EXERCISE PROMPT -> Pull every line holding the string "blue" from the records below.

─── RECORDS FOR THIS EXERCISE

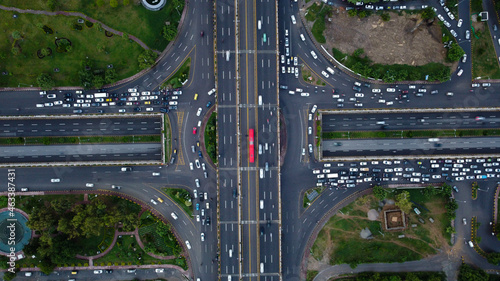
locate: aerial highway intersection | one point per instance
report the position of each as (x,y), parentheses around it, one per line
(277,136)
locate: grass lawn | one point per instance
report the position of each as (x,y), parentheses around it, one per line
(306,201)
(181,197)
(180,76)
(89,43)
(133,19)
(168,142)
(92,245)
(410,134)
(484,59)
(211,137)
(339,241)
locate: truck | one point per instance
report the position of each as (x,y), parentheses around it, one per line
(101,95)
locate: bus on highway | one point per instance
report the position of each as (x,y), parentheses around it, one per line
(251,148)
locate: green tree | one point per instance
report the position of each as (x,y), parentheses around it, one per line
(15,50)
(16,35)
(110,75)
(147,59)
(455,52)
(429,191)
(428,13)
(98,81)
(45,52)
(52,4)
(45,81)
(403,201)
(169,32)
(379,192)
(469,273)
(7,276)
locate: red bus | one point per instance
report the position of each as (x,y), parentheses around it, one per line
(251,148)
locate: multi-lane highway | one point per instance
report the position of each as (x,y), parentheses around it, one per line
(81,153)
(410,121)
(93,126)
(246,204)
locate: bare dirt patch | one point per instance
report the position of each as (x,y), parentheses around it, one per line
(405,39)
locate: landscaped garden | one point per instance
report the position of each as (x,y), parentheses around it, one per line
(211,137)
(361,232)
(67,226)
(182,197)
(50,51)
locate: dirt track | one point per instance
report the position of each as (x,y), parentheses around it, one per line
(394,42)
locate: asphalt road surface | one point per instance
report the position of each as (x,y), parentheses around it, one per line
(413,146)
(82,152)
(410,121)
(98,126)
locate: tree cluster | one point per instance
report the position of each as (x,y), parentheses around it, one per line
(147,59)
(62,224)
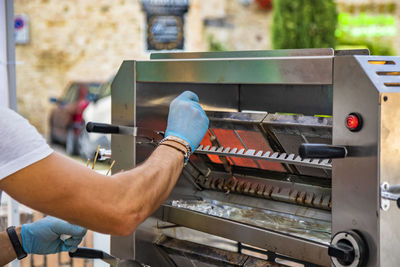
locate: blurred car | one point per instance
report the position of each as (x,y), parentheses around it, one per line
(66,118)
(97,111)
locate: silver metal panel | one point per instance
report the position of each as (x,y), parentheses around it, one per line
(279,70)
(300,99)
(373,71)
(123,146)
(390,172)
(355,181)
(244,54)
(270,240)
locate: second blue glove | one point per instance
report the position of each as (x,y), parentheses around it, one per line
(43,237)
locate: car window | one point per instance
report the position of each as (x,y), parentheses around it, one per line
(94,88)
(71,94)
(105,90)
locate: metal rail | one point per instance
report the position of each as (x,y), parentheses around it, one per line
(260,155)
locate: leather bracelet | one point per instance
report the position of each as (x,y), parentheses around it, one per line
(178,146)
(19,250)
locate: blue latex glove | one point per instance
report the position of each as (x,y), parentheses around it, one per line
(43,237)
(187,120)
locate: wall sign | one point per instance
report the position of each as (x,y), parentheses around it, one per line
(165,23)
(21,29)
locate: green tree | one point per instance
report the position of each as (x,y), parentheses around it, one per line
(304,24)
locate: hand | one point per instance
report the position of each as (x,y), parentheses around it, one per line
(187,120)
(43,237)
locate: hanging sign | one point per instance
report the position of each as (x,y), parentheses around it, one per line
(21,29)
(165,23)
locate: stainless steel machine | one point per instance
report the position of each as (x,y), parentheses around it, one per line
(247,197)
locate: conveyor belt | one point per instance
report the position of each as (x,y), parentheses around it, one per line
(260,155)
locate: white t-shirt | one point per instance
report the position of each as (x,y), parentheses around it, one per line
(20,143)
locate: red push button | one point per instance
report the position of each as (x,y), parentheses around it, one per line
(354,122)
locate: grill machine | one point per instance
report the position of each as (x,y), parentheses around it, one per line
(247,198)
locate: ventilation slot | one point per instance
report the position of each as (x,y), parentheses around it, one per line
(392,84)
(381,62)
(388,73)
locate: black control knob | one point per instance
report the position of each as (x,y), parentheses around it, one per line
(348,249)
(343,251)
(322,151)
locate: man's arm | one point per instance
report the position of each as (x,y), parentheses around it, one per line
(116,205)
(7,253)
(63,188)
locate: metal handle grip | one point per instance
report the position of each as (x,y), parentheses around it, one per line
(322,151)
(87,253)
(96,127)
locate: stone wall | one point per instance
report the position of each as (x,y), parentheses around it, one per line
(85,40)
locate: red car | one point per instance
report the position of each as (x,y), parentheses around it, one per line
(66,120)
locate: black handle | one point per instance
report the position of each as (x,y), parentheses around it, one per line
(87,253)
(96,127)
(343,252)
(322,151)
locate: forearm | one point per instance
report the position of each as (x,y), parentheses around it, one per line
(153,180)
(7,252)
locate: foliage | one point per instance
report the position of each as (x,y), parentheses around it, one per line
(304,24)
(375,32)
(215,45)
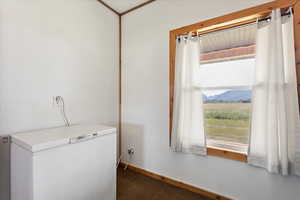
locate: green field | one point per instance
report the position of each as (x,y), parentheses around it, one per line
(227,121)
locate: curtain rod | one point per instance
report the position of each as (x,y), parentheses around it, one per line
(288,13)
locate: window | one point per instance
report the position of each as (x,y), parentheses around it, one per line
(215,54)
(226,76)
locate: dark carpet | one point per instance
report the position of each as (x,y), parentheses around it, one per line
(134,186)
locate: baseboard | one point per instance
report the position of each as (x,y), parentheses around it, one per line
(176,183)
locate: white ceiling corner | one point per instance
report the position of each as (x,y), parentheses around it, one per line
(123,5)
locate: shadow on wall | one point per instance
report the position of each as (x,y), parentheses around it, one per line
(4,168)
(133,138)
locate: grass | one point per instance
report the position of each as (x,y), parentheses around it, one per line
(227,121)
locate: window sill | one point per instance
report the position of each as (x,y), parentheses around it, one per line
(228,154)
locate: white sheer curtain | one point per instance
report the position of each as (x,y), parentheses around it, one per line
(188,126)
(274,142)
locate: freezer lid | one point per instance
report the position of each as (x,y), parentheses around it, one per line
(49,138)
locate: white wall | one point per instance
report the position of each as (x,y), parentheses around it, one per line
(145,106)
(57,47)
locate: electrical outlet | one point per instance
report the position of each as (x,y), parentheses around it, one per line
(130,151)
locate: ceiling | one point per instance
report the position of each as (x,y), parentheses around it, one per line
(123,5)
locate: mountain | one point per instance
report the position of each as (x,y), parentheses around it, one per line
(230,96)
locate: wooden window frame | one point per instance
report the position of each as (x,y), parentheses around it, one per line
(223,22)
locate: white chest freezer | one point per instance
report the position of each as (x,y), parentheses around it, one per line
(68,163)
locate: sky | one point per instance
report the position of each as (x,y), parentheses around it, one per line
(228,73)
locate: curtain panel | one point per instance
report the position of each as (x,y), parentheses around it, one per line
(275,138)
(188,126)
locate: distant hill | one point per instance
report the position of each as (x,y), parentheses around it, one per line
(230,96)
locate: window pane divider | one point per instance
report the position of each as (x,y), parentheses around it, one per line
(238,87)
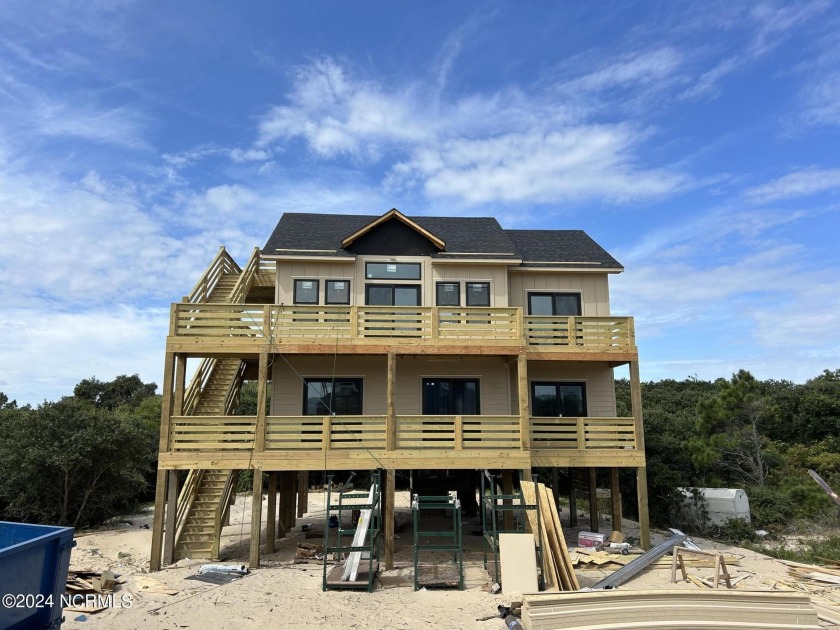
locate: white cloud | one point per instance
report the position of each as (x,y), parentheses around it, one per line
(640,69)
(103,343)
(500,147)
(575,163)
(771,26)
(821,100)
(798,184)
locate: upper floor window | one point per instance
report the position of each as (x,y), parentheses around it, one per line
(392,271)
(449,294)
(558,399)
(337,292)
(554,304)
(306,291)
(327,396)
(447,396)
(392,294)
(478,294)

──────
─── RECORDS FOR THIS EXERCISE

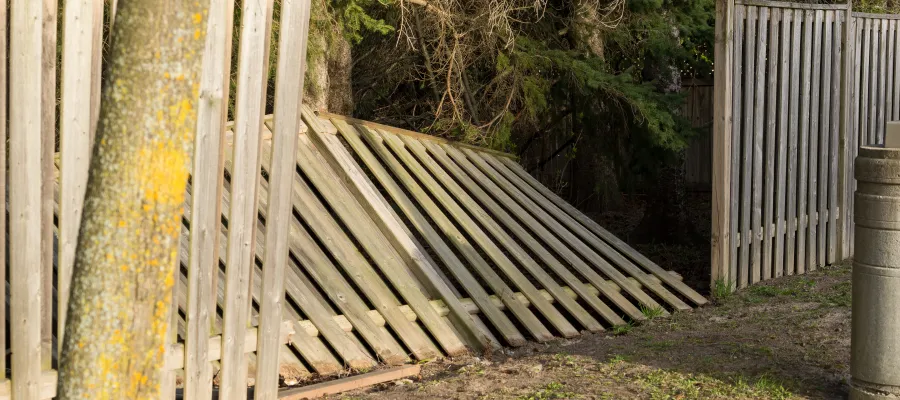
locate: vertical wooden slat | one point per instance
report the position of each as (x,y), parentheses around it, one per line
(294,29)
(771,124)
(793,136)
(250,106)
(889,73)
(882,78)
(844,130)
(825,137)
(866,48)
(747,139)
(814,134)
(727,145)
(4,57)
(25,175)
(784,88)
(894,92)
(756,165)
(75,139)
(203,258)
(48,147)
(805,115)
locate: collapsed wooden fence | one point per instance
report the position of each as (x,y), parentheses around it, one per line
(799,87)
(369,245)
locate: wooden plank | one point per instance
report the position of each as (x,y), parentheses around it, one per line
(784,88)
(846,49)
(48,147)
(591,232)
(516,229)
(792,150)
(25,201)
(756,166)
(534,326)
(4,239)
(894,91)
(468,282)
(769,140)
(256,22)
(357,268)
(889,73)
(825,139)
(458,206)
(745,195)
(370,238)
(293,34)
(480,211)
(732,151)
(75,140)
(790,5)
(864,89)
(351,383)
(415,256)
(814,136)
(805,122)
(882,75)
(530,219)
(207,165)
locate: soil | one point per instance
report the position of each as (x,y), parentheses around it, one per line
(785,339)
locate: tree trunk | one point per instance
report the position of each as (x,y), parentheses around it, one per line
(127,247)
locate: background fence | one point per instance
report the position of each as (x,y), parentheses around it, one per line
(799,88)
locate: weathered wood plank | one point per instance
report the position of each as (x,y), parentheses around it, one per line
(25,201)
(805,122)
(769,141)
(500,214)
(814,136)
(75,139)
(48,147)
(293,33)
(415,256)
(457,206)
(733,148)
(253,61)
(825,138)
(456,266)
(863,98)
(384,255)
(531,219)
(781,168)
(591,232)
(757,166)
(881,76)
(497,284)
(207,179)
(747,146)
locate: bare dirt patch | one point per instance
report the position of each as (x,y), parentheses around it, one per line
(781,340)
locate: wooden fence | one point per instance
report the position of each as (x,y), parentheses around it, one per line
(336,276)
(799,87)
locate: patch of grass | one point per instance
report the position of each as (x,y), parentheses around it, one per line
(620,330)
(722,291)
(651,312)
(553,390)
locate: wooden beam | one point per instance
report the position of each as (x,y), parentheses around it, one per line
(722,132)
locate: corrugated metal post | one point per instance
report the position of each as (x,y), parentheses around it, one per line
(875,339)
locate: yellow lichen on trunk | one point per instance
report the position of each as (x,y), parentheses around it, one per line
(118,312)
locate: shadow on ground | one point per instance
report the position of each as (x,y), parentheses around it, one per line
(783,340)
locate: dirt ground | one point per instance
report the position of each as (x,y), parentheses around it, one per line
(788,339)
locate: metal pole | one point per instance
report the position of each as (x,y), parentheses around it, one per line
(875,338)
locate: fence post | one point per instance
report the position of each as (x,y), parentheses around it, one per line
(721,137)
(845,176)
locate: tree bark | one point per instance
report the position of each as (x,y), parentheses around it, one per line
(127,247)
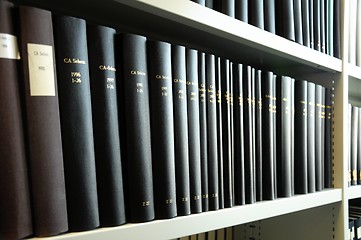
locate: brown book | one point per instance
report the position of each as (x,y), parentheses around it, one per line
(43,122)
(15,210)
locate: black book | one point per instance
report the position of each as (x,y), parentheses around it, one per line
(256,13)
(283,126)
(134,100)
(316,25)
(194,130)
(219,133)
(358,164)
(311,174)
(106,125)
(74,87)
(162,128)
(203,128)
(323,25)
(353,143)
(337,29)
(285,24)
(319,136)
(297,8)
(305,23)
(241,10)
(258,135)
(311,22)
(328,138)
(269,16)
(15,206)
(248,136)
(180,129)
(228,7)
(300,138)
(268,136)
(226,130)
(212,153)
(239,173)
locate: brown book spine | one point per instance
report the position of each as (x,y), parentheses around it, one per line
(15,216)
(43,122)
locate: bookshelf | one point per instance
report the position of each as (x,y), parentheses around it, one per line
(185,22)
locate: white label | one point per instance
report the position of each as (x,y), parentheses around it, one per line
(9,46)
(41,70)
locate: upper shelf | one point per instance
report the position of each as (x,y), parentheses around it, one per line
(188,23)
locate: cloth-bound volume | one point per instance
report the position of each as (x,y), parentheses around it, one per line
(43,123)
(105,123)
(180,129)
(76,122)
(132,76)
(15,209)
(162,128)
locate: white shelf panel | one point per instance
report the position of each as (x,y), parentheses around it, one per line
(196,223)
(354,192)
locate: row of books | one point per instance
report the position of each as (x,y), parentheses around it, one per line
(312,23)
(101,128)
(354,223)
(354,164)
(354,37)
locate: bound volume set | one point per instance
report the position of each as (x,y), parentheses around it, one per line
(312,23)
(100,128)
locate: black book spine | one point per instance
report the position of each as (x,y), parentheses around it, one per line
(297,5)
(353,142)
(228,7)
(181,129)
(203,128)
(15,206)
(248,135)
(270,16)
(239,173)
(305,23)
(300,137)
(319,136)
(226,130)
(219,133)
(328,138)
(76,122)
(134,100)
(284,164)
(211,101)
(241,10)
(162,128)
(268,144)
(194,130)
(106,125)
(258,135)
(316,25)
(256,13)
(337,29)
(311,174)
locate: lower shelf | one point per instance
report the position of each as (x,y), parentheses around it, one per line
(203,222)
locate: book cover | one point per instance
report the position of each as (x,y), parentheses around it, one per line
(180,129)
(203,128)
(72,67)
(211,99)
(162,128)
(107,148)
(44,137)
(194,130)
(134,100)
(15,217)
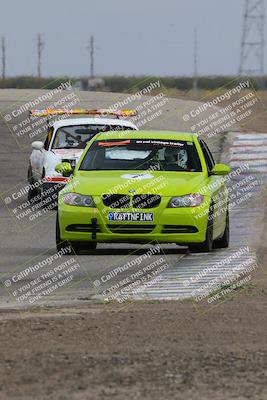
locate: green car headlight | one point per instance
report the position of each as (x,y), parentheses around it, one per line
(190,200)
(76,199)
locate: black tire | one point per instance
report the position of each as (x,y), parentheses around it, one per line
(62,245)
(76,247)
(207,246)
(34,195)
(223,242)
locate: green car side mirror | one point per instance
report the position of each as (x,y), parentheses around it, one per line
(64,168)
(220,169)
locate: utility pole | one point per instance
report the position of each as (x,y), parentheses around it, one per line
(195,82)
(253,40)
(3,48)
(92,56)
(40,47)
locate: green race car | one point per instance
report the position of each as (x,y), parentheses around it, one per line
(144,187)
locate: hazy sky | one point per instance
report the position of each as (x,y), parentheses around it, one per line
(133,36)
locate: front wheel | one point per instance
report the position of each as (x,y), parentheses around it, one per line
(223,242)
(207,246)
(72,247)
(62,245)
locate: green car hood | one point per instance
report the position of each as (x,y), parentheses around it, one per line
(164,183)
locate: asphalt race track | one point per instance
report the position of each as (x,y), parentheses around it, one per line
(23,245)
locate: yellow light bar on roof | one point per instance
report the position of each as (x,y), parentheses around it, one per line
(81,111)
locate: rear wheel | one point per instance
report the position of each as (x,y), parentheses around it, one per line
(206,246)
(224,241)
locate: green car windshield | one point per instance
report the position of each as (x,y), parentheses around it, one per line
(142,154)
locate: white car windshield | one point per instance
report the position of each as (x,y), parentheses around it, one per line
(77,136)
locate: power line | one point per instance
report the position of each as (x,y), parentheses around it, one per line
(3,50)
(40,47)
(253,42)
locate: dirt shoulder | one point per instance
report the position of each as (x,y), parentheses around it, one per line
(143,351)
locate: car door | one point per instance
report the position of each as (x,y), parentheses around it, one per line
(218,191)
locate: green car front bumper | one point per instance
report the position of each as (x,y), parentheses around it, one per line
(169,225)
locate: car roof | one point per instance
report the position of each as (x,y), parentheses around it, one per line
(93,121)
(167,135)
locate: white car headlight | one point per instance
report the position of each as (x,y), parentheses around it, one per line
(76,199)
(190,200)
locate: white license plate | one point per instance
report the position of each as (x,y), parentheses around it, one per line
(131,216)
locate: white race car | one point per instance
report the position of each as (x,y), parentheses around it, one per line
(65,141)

──────

WRITTEN REPLY ->
locate: second blue glove | one point per instance
locate: blue latex glove | one point per instance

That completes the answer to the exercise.